(Items listed in a dataset)

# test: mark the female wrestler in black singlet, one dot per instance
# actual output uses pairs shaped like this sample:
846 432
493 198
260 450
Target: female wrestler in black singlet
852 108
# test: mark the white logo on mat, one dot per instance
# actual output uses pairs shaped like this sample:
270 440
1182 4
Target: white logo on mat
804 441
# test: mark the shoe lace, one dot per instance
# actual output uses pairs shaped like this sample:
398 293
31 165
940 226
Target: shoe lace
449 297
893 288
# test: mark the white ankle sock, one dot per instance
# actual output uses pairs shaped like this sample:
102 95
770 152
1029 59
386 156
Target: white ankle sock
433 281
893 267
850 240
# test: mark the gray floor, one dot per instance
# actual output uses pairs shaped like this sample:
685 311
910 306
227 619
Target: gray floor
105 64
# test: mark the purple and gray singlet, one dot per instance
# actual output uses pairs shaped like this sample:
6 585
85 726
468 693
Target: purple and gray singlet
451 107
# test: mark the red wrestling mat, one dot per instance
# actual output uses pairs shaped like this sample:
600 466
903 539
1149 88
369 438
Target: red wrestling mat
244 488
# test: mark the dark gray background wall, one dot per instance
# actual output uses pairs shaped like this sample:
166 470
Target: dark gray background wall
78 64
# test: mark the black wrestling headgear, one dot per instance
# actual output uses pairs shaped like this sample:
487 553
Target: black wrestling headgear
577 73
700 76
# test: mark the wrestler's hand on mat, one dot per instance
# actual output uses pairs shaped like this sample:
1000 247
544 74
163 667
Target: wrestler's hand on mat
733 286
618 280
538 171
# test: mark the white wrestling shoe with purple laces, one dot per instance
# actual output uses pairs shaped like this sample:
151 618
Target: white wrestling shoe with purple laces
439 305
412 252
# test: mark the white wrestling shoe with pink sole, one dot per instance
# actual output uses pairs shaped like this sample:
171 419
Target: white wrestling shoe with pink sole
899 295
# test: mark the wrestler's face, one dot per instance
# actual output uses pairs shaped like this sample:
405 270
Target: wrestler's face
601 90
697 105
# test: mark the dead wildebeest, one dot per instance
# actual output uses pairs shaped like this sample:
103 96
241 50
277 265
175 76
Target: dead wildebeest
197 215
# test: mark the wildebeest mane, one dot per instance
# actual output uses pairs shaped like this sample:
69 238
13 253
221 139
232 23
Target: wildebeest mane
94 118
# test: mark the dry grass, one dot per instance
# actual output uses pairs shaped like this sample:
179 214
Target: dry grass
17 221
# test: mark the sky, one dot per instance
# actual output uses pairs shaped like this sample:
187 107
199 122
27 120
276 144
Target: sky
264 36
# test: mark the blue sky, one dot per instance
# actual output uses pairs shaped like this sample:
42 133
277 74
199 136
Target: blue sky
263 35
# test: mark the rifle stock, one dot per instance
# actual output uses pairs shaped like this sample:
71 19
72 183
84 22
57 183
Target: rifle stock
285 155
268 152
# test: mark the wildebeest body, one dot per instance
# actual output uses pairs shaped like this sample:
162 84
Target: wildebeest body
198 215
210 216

TASK TO COMPLETE
Write out each entry again, leaving every word as it is.

EXERCISE RESPONSE
# test: mark the female wrestler in black singlet, one dot per instance
# actual output uses pairs shaped like this sample:
846 432
493 198
260 450
Target: female wrestler in black singlet
852 108
# test: mark the white logo on mat, one dot per instance
# actual output uses pairs shaped like this sample:
270 440
1182 4
Target: white logo on mat
804 441
# test: mark the shoe lace, one dot per instance
# actual output uses pairs shaped like this sample:
398 293
31 165
940 226
Target: shoe lace
449 297
893 288
# test: mark the white ankle sock, one dot per instance
# actual output uses pairs shaped like this sample:
102 95
770 152
1029 59
386 156
Target: white ankle sock
433 281
893 267
850 240
# test: mark the gray floor, one dot per instance
# actual output uses pairs shaped like this sample:
685 311
910 306
227 619
Target: gray floor
105 64
# test: mark the purple and gray singlet, one dot per instance
# actual output uses pairs shaped like this sample:
6 585
85 726
468 693
Target: purple and gray singlet
451 107
# test: mark the red wrestling mat, one dot per instance
# actual output uses pairs shaped like this sample:
600 466
903 539
1149 88
369 438
Target: red wrestling mat
244 488
# test: mark the dark gray background wall, one dot per instance
# actual output uses pairs shaped like this sample:
166 470
Target: dark gray background wall
78 64
# test: mark the black wrestling headgear, one dot per instance
# actual output uses pairs shaped like this sample:
487 553
Target: black wrestling headgear
577 73
700 76
# test: mark the wrestler's hand on mat, one dot per instance
# actual output uses pairs shaped like this sample:
1000 247
544 74
163 667
Target: wrestler's hand on mat
733 286
618 280
538 171
# test: mark the white wrestling shoe with purple laces, one dot per instance
# actual output uses pairs shaped like this sample:
151 618
Target: white wrestling shoe with purple laces
439 305
412 252
# test: mark the white wrestling shoe with pink sole, one dot per instance
# actual output uses pairs shaped like this sample:
171 419
Target: white wrestling shoe with pink sole
899 295
# test: mark the wrestler's face, one dot per instance
# actual output uses pairs shaped like this sample:
405 270
Target: wrestler's face
601 90
697 105
# test: mark the dead wildebeest, one dot per instance
# actual output uses pairs shaped like this sample:
103 96
241 50
277 265
175 76
Target: dead wildebeest
197 215
# test: mark the wildebeest mane, one dot per instance
# actual output uses pairs shaped like this sample:
69 238
13 253
221 139
232 23
Target: wildebeest mane
94 118
# test: mark the dry grass, one dot per instance
# actual output uses pairs shaped like this sample:
179 214
Target: dry grass
17 221
# test: mark the sky, one dot per instance
# actual output uses pairs shaped like this sample:
187 107
199 122
27 120
276 144
Target: sky
264 36
# test: mark the blue sky, one dot per instance
# actual output uses pairs shaped like this sample:
42 133
277 74
199 136
Target: blue sky
263 35
# test: mark the rifle stock, one dot per instance
# actual output uses pairs shaped like this sample:
71 19
72 183
84 22
57 183
Target: rifle stock
285 155
268 152
# test: mark the wildebeest body, one dot per instance
# actual output uses pairs shaped like this sample:
162 84
Target: wildebeest body
198 215
210 216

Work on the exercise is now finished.